GOAL: From the line containing "the horse body" to the end of the listing, write out every line exactly; leave out everything else.
..............................
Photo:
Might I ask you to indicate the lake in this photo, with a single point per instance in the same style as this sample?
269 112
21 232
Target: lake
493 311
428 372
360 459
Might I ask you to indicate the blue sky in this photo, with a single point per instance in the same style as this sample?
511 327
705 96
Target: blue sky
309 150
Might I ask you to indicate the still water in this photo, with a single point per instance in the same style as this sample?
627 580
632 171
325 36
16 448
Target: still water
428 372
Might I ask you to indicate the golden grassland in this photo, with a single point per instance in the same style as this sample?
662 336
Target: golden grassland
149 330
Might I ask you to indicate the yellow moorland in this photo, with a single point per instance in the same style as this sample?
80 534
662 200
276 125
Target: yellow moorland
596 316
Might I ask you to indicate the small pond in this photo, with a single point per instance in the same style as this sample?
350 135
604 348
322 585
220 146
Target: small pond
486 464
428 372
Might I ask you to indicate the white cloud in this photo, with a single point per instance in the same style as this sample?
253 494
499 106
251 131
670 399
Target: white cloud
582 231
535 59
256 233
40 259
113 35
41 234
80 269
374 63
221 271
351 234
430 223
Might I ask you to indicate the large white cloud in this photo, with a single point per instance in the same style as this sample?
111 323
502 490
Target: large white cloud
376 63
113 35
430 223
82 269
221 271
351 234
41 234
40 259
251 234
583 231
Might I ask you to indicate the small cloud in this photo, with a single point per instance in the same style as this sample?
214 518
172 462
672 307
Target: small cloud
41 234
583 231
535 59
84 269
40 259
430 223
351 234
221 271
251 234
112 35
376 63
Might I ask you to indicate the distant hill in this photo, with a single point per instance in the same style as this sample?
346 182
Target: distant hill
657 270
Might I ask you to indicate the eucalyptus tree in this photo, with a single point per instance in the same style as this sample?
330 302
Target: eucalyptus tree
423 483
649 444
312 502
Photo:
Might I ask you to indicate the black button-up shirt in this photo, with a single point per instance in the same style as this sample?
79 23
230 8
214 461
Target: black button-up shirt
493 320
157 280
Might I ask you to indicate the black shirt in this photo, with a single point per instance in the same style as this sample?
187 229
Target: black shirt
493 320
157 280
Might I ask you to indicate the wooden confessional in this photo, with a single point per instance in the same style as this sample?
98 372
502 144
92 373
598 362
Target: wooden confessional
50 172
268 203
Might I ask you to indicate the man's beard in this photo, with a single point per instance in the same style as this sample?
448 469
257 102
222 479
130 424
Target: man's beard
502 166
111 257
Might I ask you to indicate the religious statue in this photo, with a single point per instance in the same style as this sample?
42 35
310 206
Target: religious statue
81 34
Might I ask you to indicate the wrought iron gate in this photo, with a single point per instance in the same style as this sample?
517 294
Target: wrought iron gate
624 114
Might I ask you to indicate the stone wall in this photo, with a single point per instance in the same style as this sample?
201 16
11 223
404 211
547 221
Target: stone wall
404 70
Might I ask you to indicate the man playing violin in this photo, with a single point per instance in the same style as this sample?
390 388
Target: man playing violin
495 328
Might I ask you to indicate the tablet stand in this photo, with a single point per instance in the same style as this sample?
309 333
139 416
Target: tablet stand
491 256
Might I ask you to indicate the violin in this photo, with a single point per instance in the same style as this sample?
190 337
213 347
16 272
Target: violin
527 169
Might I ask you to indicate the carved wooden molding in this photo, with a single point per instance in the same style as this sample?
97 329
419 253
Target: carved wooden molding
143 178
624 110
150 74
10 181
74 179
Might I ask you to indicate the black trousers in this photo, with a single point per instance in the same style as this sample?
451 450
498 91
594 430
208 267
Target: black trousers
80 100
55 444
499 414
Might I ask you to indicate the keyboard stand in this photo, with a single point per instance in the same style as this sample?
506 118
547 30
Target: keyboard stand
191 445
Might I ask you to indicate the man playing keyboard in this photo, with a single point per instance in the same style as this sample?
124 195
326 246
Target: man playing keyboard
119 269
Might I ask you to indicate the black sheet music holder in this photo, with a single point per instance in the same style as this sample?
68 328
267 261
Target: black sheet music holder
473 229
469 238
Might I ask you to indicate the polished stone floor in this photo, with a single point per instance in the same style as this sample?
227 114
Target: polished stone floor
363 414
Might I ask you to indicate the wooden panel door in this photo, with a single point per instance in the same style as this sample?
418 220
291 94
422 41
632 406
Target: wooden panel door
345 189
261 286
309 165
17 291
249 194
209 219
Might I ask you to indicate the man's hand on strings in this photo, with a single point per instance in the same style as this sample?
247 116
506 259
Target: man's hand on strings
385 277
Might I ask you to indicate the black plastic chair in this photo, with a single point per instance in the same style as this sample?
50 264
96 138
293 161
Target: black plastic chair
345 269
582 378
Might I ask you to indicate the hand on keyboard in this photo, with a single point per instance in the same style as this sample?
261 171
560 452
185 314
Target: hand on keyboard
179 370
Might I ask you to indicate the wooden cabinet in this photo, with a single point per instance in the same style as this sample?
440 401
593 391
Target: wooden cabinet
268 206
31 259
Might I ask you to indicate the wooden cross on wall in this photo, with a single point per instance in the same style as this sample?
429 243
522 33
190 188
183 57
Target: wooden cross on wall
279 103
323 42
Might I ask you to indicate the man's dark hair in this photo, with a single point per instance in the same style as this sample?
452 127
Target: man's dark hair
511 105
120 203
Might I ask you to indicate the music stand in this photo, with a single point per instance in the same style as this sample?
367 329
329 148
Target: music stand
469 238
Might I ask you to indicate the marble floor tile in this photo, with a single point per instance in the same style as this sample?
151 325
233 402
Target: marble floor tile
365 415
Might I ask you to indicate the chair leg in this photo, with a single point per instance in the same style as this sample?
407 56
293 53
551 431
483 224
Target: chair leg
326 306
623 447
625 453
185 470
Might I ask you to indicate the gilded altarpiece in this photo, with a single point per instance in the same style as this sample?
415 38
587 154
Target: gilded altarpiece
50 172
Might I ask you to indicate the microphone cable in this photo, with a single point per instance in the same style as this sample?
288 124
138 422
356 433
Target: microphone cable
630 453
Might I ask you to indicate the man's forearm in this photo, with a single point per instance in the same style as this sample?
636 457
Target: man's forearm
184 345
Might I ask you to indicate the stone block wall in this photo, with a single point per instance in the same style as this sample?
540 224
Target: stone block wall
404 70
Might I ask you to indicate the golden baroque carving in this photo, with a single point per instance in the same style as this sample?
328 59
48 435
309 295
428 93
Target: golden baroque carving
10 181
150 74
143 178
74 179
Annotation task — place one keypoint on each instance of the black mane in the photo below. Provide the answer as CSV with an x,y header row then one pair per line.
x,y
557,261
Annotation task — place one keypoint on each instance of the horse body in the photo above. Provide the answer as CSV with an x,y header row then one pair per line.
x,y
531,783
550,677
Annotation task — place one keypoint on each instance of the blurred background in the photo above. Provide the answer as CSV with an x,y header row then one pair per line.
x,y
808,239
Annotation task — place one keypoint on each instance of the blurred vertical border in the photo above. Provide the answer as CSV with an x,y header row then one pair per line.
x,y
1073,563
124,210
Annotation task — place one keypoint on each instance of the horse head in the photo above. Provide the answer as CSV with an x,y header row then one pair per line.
..............................
OUTPUT BELOW:
Annotation task — place one keypoint on each instance of the horse body in the photo above. Provide the answer as CSV with an x,y header row then one pair per line.
x,y
531,783
550,677
Annotation task — place one keypoint on each instance of the blurred background in the photo above. Provide the answer as CSV with an x,y header row then one pair per line.
x,y
808,239
Annotation task — place one keypoint on each instance of the blurred vertical border in the photo above. Provide the answer as CSV with an x,y header row then one pair per line.
x,y
1073,563
124,210
Annotation task — place one keypoint on each instance of the horse head in the photo above. Provide the answer as CSV with an x,y header row then one pair per line.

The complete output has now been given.